### Exercise requirements
List each line of the records below that contains the word "cloud". Case counts.

### Data in this exercise
- - - -

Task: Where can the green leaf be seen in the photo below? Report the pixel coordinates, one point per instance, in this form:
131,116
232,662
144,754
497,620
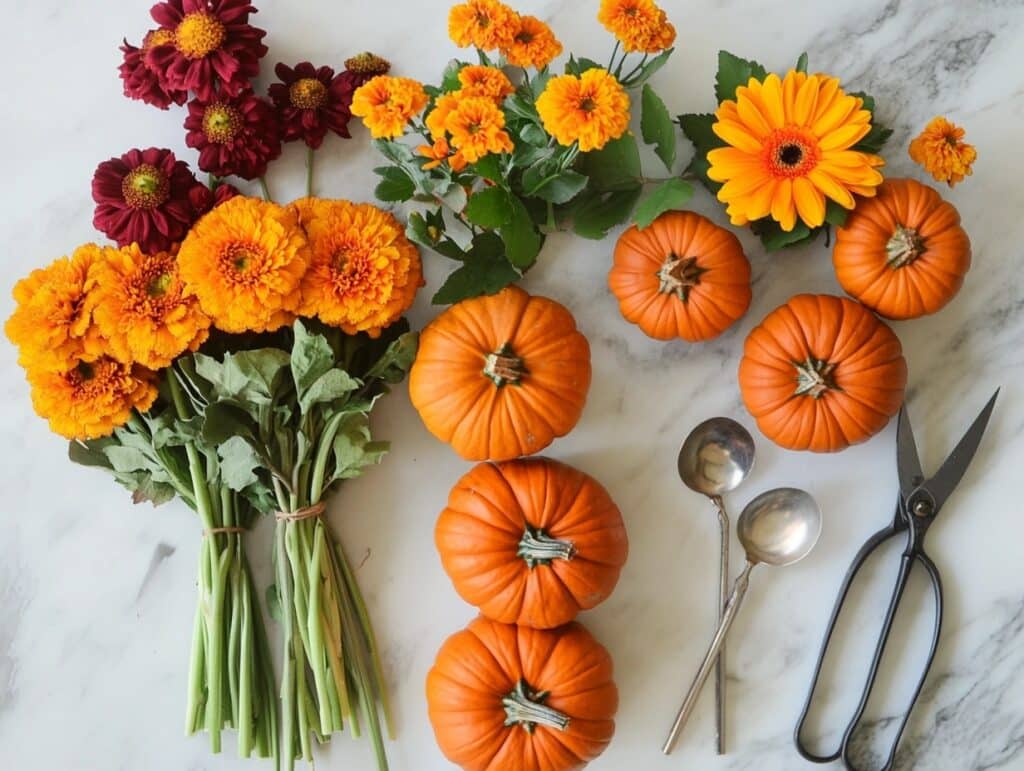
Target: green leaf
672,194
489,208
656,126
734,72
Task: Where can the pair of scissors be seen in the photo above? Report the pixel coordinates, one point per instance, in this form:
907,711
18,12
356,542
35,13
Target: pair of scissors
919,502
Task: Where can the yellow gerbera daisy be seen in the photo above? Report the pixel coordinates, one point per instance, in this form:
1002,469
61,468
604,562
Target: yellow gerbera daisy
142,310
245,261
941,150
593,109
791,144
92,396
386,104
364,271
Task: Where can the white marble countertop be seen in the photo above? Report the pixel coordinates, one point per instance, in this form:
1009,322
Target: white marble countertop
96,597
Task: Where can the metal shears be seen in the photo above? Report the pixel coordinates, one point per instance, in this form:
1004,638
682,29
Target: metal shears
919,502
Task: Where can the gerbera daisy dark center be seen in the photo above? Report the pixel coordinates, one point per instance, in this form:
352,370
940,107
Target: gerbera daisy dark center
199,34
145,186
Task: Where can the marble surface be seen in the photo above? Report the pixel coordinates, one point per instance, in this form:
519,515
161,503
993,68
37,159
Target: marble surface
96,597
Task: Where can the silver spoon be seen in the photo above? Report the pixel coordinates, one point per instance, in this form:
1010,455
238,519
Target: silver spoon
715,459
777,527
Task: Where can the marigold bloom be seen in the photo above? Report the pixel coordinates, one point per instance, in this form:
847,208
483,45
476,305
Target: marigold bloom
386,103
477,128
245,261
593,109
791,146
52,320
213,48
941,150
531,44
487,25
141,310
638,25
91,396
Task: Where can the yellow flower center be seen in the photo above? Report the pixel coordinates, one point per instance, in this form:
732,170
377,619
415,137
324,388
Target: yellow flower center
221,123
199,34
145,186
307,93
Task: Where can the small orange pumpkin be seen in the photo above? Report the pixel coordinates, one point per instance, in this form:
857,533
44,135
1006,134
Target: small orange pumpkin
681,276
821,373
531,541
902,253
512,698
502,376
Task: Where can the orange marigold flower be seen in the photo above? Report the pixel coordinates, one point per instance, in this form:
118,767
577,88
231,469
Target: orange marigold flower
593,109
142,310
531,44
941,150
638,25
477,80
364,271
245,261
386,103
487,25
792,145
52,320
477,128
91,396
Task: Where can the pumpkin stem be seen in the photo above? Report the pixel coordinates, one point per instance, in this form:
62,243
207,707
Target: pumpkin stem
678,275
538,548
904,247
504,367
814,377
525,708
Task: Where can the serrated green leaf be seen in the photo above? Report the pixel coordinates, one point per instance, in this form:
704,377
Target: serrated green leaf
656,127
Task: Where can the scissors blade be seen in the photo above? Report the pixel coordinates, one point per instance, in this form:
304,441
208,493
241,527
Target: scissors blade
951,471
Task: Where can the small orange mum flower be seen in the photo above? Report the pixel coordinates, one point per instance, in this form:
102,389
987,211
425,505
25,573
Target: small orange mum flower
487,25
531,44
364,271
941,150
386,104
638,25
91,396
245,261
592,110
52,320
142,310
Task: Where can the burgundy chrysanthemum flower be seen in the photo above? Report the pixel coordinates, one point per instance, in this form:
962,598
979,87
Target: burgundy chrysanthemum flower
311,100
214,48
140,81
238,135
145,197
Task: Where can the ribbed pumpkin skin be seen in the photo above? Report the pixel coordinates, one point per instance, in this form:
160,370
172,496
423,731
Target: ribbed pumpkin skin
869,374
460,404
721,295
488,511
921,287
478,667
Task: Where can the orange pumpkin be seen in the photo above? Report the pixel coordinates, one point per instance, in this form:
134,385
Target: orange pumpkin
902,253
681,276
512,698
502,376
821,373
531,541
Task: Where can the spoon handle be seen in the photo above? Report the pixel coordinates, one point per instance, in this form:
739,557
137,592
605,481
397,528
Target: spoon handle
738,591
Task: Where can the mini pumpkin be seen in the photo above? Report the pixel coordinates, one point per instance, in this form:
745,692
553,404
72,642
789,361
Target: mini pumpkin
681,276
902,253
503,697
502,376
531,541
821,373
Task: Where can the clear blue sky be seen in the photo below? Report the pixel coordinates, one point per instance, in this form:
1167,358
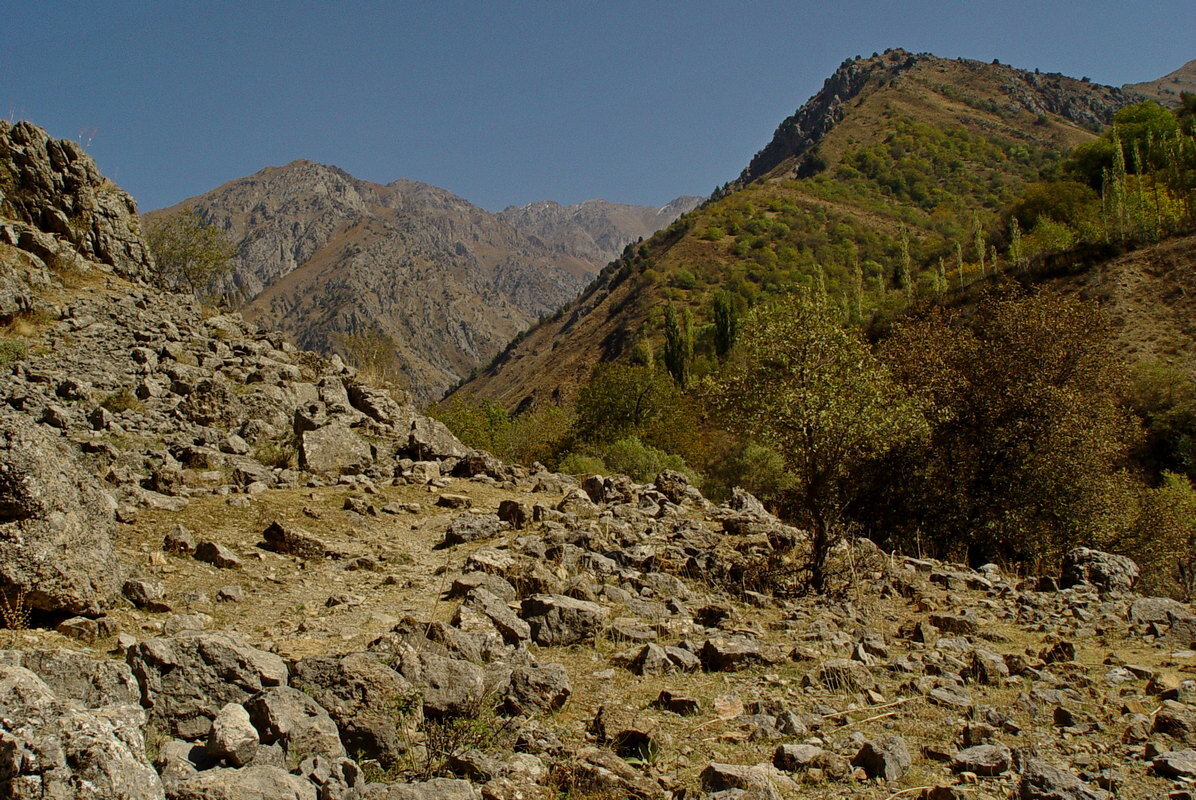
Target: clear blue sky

- - - -

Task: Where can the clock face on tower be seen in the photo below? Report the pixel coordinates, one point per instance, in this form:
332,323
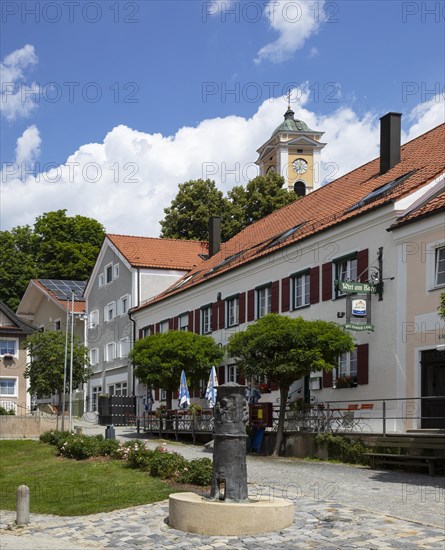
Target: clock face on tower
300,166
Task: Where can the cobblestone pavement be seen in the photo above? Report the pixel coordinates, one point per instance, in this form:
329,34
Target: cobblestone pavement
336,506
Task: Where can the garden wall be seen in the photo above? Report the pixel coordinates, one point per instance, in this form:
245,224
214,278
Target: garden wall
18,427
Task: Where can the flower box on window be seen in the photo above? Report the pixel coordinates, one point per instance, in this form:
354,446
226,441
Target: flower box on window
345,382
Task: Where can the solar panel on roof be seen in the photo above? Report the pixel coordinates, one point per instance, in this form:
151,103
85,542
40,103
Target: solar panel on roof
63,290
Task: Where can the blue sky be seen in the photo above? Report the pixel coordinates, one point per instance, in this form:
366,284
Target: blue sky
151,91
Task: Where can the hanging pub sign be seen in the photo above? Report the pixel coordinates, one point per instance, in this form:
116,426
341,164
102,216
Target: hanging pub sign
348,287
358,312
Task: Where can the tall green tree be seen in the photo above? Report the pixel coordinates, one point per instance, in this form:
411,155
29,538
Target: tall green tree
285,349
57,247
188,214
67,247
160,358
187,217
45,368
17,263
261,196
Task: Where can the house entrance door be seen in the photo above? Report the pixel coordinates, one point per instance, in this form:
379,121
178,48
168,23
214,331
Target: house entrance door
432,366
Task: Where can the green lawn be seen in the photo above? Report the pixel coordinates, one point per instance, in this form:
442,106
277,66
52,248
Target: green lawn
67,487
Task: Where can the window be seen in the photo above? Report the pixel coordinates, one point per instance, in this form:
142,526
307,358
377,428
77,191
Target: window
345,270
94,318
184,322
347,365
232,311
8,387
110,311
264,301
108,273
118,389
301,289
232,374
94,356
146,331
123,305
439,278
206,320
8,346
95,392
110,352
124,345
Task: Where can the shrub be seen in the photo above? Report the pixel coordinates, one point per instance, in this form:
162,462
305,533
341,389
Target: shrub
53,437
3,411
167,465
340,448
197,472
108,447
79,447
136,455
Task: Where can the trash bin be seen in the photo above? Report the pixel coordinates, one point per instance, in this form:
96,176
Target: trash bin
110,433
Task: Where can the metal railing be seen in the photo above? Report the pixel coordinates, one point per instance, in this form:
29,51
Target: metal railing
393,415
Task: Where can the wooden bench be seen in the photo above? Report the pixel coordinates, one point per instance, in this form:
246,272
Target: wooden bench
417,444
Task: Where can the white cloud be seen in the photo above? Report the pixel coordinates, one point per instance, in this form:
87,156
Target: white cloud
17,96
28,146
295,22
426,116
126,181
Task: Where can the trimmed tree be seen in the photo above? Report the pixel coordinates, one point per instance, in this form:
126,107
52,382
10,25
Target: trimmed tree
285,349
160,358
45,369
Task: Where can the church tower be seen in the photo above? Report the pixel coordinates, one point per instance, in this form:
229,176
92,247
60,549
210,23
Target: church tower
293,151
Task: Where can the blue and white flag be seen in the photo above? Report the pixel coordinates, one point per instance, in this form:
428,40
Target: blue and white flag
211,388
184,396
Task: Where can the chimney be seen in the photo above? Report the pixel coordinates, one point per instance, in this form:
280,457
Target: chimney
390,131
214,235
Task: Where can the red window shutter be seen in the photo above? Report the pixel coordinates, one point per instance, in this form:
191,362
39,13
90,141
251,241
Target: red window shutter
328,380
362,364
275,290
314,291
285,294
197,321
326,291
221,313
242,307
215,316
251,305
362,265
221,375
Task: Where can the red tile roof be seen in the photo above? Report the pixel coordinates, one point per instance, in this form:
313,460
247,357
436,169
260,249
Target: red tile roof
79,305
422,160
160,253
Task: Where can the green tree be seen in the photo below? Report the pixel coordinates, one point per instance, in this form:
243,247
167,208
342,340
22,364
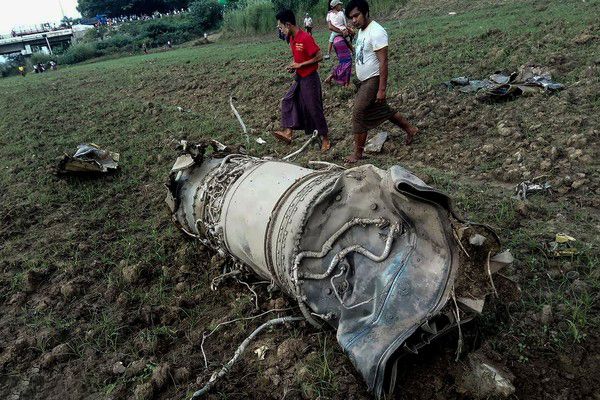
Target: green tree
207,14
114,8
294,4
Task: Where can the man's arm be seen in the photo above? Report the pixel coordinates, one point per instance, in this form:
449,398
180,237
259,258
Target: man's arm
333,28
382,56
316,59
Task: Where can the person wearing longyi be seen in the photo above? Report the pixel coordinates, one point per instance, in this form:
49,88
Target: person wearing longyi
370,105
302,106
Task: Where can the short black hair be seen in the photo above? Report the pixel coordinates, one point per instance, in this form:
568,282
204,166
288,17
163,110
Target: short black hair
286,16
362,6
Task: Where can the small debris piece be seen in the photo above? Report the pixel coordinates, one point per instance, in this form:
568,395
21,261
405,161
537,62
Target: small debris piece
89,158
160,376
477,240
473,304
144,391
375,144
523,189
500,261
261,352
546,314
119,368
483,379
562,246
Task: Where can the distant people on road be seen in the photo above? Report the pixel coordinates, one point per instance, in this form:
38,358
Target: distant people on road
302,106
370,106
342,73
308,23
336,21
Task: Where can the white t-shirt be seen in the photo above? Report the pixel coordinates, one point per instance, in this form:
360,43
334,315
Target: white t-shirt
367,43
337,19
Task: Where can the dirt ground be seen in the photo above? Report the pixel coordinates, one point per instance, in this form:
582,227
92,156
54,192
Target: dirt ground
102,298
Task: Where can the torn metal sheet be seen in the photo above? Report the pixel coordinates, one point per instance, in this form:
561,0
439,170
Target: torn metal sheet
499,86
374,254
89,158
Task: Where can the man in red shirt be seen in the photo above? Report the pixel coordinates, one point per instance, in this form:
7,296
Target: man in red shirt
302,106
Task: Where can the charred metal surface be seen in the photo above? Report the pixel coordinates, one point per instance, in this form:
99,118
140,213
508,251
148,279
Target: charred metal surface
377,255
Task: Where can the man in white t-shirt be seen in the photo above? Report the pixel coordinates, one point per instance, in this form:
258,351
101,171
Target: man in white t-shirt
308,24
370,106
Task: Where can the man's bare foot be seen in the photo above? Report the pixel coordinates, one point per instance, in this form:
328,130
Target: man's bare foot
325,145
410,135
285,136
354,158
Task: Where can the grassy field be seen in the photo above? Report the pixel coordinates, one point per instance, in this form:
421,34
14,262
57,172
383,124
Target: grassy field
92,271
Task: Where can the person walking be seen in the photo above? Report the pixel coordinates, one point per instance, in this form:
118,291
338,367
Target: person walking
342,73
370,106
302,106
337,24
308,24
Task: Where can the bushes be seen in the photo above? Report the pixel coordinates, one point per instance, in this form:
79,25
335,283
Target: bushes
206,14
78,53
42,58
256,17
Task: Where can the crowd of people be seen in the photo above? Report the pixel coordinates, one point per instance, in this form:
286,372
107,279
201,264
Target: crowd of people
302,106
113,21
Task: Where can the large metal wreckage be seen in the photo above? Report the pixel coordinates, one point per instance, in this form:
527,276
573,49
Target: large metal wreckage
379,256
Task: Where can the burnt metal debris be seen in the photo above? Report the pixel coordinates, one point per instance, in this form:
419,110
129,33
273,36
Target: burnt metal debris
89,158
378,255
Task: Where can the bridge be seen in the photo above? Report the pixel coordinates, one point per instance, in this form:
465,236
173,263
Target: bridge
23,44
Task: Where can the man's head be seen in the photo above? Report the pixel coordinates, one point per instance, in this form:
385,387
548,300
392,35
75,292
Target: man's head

- - - -

### Written answer
Task: Where can the white cloud be seen in the photo above? Report the pixel coordinates, one point per instance, in this form:
Target: white cloud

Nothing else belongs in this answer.